»»

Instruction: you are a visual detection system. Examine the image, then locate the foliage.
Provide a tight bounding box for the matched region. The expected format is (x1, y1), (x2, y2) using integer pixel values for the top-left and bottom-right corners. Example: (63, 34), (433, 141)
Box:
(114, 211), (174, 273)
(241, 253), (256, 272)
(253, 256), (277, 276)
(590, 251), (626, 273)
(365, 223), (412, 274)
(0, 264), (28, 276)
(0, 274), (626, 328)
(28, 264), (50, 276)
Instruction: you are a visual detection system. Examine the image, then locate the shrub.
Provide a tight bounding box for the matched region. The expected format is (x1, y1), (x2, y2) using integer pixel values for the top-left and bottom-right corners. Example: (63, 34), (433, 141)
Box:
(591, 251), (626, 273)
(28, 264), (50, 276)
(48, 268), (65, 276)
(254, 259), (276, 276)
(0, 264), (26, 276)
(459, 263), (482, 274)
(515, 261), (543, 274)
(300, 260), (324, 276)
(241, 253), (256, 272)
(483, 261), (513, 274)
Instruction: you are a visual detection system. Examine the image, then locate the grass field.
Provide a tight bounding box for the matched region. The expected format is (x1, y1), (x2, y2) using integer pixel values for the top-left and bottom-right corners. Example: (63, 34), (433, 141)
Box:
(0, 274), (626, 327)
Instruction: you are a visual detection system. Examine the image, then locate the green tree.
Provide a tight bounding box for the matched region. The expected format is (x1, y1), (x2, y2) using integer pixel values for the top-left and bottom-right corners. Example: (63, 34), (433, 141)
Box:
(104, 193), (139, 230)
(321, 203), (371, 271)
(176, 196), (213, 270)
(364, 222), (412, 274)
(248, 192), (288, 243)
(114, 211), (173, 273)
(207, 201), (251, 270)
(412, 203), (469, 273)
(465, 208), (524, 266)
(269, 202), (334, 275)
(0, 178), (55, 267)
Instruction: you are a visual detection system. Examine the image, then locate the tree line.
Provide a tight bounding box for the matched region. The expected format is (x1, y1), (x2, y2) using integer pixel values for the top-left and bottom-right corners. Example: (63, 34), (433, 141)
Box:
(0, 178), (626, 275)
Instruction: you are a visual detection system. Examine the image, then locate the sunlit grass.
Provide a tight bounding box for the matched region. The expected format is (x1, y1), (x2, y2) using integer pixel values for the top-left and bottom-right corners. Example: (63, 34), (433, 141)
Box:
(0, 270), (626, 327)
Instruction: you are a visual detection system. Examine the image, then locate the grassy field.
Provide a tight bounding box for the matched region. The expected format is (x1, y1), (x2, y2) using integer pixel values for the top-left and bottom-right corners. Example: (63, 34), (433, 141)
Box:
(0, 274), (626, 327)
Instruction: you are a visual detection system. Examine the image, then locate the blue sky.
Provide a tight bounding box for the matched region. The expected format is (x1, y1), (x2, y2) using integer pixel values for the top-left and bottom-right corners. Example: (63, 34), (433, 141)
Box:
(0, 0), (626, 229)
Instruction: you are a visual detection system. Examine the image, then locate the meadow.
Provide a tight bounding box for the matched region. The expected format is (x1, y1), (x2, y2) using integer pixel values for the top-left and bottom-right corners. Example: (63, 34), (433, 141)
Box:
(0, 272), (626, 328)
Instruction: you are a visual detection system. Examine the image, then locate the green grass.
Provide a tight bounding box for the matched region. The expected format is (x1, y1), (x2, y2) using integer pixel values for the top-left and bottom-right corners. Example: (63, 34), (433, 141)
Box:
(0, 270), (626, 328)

««
»»

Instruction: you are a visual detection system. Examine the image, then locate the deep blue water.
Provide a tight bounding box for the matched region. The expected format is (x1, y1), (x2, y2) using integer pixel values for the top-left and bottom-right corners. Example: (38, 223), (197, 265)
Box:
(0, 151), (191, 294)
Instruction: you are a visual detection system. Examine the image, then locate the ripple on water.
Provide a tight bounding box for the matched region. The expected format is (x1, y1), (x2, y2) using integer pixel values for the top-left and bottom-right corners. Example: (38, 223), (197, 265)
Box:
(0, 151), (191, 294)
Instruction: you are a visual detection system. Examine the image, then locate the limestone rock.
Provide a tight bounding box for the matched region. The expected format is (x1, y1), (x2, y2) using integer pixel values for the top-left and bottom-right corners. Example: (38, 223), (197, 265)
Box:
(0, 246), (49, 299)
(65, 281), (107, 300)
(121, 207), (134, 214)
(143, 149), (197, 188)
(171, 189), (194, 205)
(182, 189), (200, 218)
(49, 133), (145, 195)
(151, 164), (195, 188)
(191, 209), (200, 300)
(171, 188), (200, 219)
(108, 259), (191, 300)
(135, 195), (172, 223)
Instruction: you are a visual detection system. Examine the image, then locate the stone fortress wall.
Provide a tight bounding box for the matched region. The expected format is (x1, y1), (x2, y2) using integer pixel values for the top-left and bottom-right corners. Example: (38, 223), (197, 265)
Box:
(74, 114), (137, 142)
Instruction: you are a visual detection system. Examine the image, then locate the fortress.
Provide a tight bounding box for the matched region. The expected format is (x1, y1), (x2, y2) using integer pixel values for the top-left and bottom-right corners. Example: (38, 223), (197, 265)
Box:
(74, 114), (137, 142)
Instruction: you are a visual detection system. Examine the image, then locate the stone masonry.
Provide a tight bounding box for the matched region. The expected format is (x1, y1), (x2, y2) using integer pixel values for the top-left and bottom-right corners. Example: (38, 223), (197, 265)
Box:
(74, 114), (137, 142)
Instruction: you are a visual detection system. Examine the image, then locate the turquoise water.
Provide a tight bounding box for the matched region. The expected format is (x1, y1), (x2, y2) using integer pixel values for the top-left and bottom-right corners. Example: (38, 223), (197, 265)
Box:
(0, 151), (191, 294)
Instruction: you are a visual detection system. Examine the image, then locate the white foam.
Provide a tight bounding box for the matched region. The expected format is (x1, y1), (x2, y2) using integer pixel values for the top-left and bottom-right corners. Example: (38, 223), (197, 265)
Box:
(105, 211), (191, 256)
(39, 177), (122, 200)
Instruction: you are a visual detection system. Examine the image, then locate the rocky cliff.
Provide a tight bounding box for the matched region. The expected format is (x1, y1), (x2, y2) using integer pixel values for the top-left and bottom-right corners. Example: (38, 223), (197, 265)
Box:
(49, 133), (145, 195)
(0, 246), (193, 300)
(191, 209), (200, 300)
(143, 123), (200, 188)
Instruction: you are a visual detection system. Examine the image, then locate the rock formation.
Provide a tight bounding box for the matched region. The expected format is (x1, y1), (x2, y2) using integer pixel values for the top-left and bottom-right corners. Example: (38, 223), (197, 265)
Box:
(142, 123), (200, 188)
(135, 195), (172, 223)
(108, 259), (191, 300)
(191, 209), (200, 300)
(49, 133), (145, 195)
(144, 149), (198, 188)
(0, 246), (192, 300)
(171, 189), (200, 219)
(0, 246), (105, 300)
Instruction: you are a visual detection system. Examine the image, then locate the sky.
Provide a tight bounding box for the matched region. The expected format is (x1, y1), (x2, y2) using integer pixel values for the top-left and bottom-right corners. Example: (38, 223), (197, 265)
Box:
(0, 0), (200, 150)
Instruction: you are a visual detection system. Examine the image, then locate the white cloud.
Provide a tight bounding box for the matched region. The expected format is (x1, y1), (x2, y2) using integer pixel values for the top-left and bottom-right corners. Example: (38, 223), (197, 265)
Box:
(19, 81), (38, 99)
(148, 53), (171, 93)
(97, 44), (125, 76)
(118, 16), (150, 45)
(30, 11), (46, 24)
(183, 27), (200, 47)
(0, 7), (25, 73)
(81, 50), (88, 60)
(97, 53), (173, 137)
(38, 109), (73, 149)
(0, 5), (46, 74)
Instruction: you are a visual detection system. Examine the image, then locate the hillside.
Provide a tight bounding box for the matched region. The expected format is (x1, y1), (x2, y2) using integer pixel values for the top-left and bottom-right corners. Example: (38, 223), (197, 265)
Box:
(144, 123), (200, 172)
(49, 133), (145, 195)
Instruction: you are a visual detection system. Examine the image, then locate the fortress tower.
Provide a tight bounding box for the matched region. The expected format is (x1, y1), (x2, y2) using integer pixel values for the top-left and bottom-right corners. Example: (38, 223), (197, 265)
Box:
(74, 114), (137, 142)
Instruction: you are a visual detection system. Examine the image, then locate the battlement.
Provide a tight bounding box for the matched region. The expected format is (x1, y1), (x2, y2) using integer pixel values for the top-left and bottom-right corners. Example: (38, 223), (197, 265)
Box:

««

## Direction
Recast the listing from the line with "locate the foliage." to the line with "(0, 178), (55, 267)", both ends included, as a JSON array of strings with one string per line. Leave out any blank lines.

## Solution to this exercise
[
  "Instruction: you are a visual detection system. Examine the image, then locate the foliage.",
  "Provide a tight bounding box for the matched region. The expected format is (x1, y1), (x2, y2) using integer pixel values for the top-left and bottom-right corners. Example: (63, 34), (433, 141)",
  "Box:",
  "(114, 211), (174, 273)",
  "(241, 253), (256, 272)",
  "(253, 256), (277, 276)",
  "(590, 251), (626, 273)",
  "(365, 223), (412, 274)",
  "(0, 264), (28, 276)",
  "(0, 274), (626, 328)",
  "(28, 264), (50, 276)",
  "Instruction: you are a visual detection system. Examine the image, then locate the shrub.",
  "Provide a tight bounding box for the matched region. The expected format is (x1, y1), (x2, y2) using integer pixel values for the top-left and bottom-right corners. Example: (63, 34), (433, 141)",
  "Box:",
  "(591, 251), (626, 273)",
  "(28, 264), (50, 276)",
  "(48, 268), (65, 276)",
  "(254, 259), (276, 276)",
  "(0, 264), (26, 276)",
  "(459, 263), (482, 274)",
  "(515, 261), (543, 274)",
  "(300, 260), (324, 276)",
  "(241, 253), (256, 272)",
  "(483, 261), (513, 274)",
  "Instruction: you are a visual detection system. Examine the image, then locate the grass field.",
  "Provide a tight bounding box for the matched region. The expected format is (x1, y1), (x2, y2) using integer pixel values for the top-left and bottom-right corners. Example: (63, 34), (433, 141)",
  "Box:",
  "(0, 274), (626, 327)",
  "Instruction: you are a visual detection system. Examine the image, then locate the green tree.",
  "Provide a tight bounding box for the matched region. The expected format is (x1, y1), (x2, y2) using integer pixel values for the top-left and bottom-right corners. Example: (63, 34), (433, 141)",
  "Box:",
  "(104, 193), (139, 230)",
  "(321, 203), (371, 271)",
  "(176, 196), (213, 270)",
  "(364, 222), (412, 274)",
  "(248, 192), (288, 243)",
  "(114, 211), (173, 273)",
  "(207, 201), (251, 270)",
  "(412, 203), (469, 273)",
  "(465, 208), (524, 266)",
  "(269, 202), (334, 275)",
  "(0, 178), (55, 267)"
]